(Potongan Dokumen):
Menelusuri setiap rumah di daerah ini, karena daerah ini hampir rata-rata rumahnya dijadikan tempat membuat batik. Warga di sini juga ramah-ramah bagi yang ingin melihat produksi kain batik. Bagi para pengunjung atau wisatawan yang ingin membeli kain batik disini, bisa juga beli di toko-toko sekitar sini, banyak pilihan dan berbagai macam pola yang tersedia di toko-toko sekitar, harganya sangat terjangkau dan kualitasnya sangat bagus.

Setelah dari Batik Trusmi, lanjut ke tujuan selanjutnya. Stasiun Cirebon dan Balaikota Cirebon menjadi destinasi selanjutnya. Di sini mendapat tugas yaitu memfoto arsitektur bangunan stasiun dan balaikota. Stasiun Cirebon pertama kali dibangun pada tahun 1911 dengan tujuan dibangun sebagai stasiun kereta api barang komoditas ekport - import. Setelah dari stasiun, jalan kaki sekitar 300 meter. Dibangun pada tahun 1926-1927, dengan rancangan arsiktektur H.P Hamdl dan CFH Koll. 

Mengusung gaya modern Mazhab Amsterdam, Belanda, gedung ini dibangun dilahan seluas 15.770 m2 dengan tembok berwarna putih. Bangunan yang terdiri dari dua lantai ini dipenuhi oleh kaca patri dengan berbagai macam bentuk dan gaya khas Belanda. Setelah kurang lebih 15 menit di tempat ini, menuju tempat selanjutnya yaitu Tempat Pelelangan Ikan(TPI) Bondet.

Dari balaikota menuju TPI Bondet lumayah jauh. Karena agak jauh, lalu dimanfaatkan untuk tidur sejenak di dalam bis. Saat sampai tempat pemberhentian bis, karena bis tidak bisa masuk ke dalam, semua peserta hunting terpaksa berjalan kaki kurang lebih 4 KM dengan melewati perkampungan yang sebagian masyarakatnya adalah nelayan dan petani di daerah tersebut. Saat rombongan berjalan menuju ke lokasi TPI Bondet ini menarik perhatian para warga sekitar melihat rombongan peserta hunting berjalan menuju TPI Bondet ini. 

Melihat jarak tempuh yang harus dilalui cukup jauh, banyak peserta mengeluhkan hal ini karena cuaca saat itu panas dan lumayan pegel kaki. Melihat aktifitas nelayan di rumahnya, seperti menjahit jala yang robek, menjemur ikan yang sudah diasinkan untuk ikan asin, dll. Tak terasa tiba di TPI Bondet, kebetulan ada kapal yang baru saja bersandar di depan TPI ini untuk menurunkan muatan setelah melaut dari pagi hari.

Tapi sayangnya, kami semua peserta hunting tak dapat melihat proses pelelangan ikan, karena kita datang telalu siang. Tapi ada hal unik saat muatan ikan diturunkan dari kapal. Ada seekor kucing yang "mengambil" ikan-ikan yang berada di wadah, dan itu menjadi hal unik bagi para peserta hunting.

(Informasi yang Ditampilkan):
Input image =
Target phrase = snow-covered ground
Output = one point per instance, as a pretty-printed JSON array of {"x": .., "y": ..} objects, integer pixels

(Soal yang Diberikan 1):
Tolong salin bagian dari catatan perjalanan ke Cirebon tanpa mengubah apa pun. Mulailah dari kata-kata yang memuat "Mengusung gaya modern", lalu berhenti setelah "Pelelangan Ikan(TPI) Bondet.".
(Soal yang Diberikan 2):
Menurut catatan perjalanan ke Cirebon, pada tahun berapa Stasiun Cirebon pertama kali dibangun?

(Jawaban yang Benar 1):
Mengusung gaya modern Mazhab Amsterdam, Belanda, gedung ini dibangun dilahan seluas 15.770 m2 dengan tembok berwarna putih. Bangunan yang terdiri dari dua lantai ini dipenuhi oleh kaca patri dengan berbagai macam bentuk dan gaya khas Belanda. Setelah kurang lebih 15 menit di tempat ini, menuju tempat selanjutnya yaitu Tempat Pelelangan Ikan(TPI) Bondet.

(Jawaban yang Benar 2):
Pada tahun 1911.